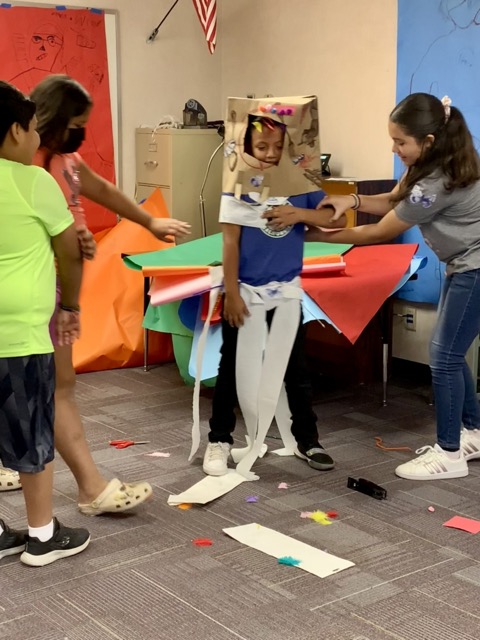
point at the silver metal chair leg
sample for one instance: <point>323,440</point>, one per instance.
<point>145,349</point>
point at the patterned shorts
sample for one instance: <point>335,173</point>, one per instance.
<point>27,387</point>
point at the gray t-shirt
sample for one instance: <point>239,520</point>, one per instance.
<point>449,221</point>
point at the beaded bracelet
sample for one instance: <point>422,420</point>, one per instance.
<point>357,201</point>
<point>64,307</point>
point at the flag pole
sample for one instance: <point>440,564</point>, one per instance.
<point>154,33</point>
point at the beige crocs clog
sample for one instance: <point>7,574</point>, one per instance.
<point>9,480</point>
<point>117,497</point>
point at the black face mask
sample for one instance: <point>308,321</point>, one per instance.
<point>74,140</point>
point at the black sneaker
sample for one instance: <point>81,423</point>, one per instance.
<point>316,456</point>
<point>65,542</point>
<point>11,541</point>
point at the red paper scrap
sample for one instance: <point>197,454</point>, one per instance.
<point>465,524</point>
<point>202,542</point>
<point>332,514</point>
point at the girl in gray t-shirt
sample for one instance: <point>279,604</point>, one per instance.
<point>439,192</point>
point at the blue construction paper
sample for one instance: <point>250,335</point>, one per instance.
<point>211,355</point>
<point>188,311</point>
<point>417,263</point>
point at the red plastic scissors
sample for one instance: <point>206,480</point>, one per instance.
<point>123,444</point>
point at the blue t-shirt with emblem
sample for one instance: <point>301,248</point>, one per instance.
<point>275,256</point>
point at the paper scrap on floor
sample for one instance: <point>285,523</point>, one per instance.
<point>465,524</point>
<point>278,545</point>
<point>208,489</point>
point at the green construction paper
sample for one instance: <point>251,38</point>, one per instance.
<point>203,251</point>
<point>207,250</point>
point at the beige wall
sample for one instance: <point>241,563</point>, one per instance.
<point>342,50</point>
<point>158,79</point>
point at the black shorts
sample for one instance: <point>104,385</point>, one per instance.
<point>27,387</point>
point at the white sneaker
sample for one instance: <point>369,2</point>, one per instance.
<point>9,480</point>
<point>470,443</point>
<point>432,464</point>
<point>215,458</point>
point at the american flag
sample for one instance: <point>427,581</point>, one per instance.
<point>207,14</point>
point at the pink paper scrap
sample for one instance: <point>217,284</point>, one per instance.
<point>465,524</point>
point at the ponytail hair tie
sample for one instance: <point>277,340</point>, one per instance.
<point>447,103</point>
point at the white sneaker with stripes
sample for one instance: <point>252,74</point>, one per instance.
<point>432,464</point>
<point>470,443</point>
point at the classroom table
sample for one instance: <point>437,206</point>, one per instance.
<point>347,300</point>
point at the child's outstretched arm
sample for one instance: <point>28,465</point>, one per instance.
<point>69,266</point>
<point>389,227</point>
<point>234,307</point>
<point>286,215</point>
<point>102,192</point>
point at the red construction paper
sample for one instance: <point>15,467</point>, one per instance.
<point>202,542</point>
<point>370,277</point>
<point>36,42</point>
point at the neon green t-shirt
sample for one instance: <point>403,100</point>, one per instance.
<point>32,210</point>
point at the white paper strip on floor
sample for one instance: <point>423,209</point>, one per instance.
<point>208,489</point>
<point>278,545</point>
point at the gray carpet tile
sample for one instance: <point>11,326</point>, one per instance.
<point>143,578</point>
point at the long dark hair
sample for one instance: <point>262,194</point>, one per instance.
<point>59,98</point>
<point>452,152</point>
<point>14,108</point>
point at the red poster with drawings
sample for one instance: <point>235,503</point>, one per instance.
<point>35,42</point>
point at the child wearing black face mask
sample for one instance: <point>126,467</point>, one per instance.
<point>74,140</point>
<point>63,108</point>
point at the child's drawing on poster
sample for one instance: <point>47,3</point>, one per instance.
<point>35,42</point>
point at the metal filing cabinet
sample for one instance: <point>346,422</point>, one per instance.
<point>175,160</point>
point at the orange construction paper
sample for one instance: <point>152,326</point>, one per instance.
<point>371,275</point>
<point>465,524</point>
<point>166,272</point>
<point>112,300</point>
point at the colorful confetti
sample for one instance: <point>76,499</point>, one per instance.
<point>320,517</point>
<point>158,454</point>
<point>292,562</point>
<point>202,542</point>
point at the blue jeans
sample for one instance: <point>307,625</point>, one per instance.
<point>458,324</point>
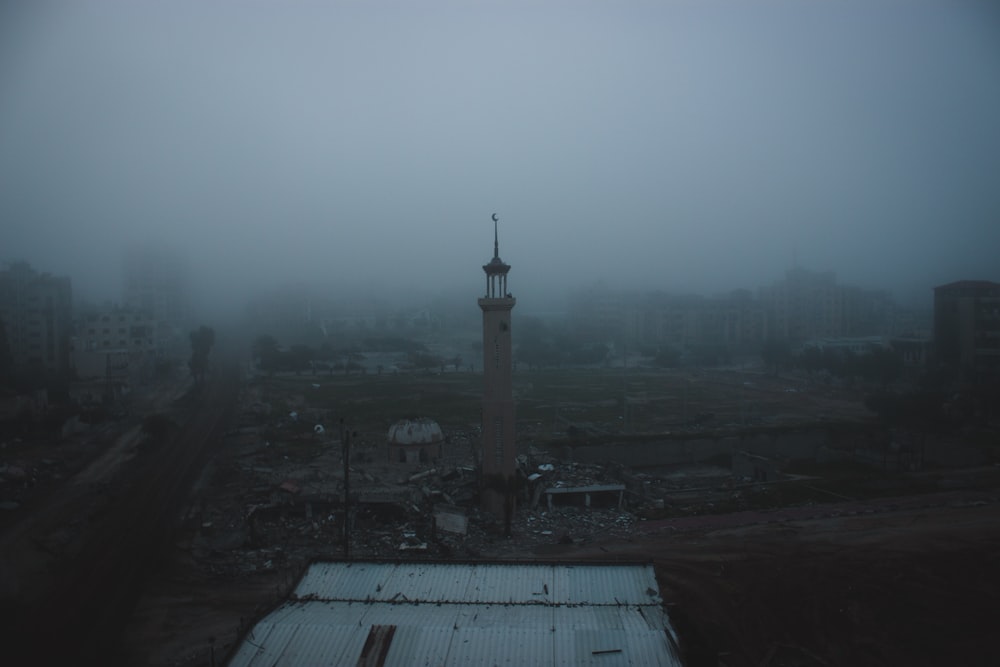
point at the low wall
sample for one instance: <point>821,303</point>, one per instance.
<point>813,443</point>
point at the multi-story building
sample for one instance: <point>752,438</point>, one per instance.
<point>807,305</point>
<point>36,310</point>
<point>155,283</point>
<point>967,326</point>
<point>116,347</point>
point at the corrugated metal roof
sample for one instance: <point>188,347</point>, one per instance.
<point>501,583</point>
<point>461,614</point>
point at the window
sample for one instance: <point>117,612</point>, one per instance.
<point>498,443</point>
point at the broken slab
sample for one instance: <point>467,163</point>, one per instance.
<point>451,519</point>
<point>587,492</point>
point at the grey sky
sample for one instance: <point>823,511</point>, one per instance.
<point>688,146</point>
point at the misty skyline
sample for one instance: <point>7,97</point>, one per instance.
<point>682,146</point>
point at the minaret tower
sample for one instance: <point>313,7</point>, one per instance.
<point>497,452</point>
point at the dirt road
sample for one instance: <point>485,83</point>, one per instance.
<point>99,546</point>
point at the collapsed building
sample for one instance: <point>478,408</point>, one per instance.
<point>414,441</point>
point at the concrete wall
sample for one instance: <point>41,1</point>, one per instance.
<point>815,443</point>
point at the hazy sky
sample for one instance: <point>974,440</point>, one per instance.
<point>687,146</point>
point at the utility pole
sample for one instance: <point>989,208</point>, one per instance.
<point>345,441</point>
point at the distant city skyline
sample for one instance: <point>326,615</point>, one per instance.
<point>688,146</point>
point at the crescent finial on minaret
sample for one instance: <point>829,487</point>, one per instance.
<point>496,238</point>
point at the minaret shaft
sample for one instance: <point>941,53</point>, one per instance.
<point>498,448</point>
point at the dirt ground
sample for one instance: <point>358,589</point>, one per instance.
<point>911,586</point>
<point>911,579</point>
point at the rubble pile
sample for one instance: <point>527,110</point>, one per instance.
<point>278,498</point>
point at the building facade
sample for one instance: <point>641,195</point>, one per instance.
<point>967,326</point>
<point>497,453</point>
<point>155,282</point>
<point>36,310</point>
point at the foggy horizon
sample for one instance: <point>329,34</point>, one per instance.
<point>685,147</point>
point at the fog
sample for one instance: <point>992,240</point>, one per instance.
<point>683,146</point>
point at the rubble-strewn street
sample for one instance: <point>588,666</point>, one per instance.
<point>272,500</point>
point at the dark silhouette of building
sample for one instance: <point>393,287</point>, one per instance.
<point>36,310</point>
<point>967,327</point>
<point>497,451</point>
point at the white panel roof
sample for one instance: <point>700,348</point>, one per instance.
<point>464,614</point>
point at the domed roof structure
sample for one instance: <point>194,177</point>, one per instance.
<point>421,431</point>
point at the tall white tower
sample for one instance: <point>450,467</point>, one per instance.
<point>497,452</point>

EXERCISE: Write out exactly the opening lines of the data, stopping after the line that holds "point at the blue t-shirt with emblem". Exclude pictures.

TASK SOLUTION:
point at the silver metal chair leg
sample for one instance: <point>323,440</point>, one per instance.
<point>145,349</point>
point at the patterned shorts
sample for one instance: <point>335,173</point>, one per instance.
<point>27,387</point>
point at the gray t-shirt
sample for one instance: <point>239,520</point>, one per instance.
<point>449,221</point>
point at the beaded bracelet
sample for one instance: <point>422,420</point>, one per instance.
<point>357,201</point>
<point>64,307</point>
point at the flag pole
sample for one instance: <point>440,564</point>, one per instance.
<point>154,33</point>
point at the beige crocs clog
sample for one instance: <point>7,574</point>, one per instance.
<point>9,480</point>
<point>117,497</point>
point at the black face mask
sample for one instance: <point>308,321</point>, one per instance.
<point>74,140</point>
point at the black sneaker
sample for one instance: <point>81,423</point>, one per instance.
<point>316,456</point>
<point>65,542</point>
<point>11,541</point>
point at the red paper scrap
sample for one instance: <point>197,454</point>, one per instance.
<point>465,524</point>
<point>202,542</point>
<point>332,514</point>
point at the girl in gray t-shirt
sample for one instance: <point>279,604</point>, one per instance.
<point>439,192</point>
point at the blue construction paper
sample for one instance: <point>250,335</point>, one per instance.
<point>211,355</point>
<point>188,311</point>
<point>417,263</point>
point at the red plastic scissors
sample for one instance: <point>206,480</point>, one per instance.
<point>123,444</point>
point at the blue t-shirt with emblem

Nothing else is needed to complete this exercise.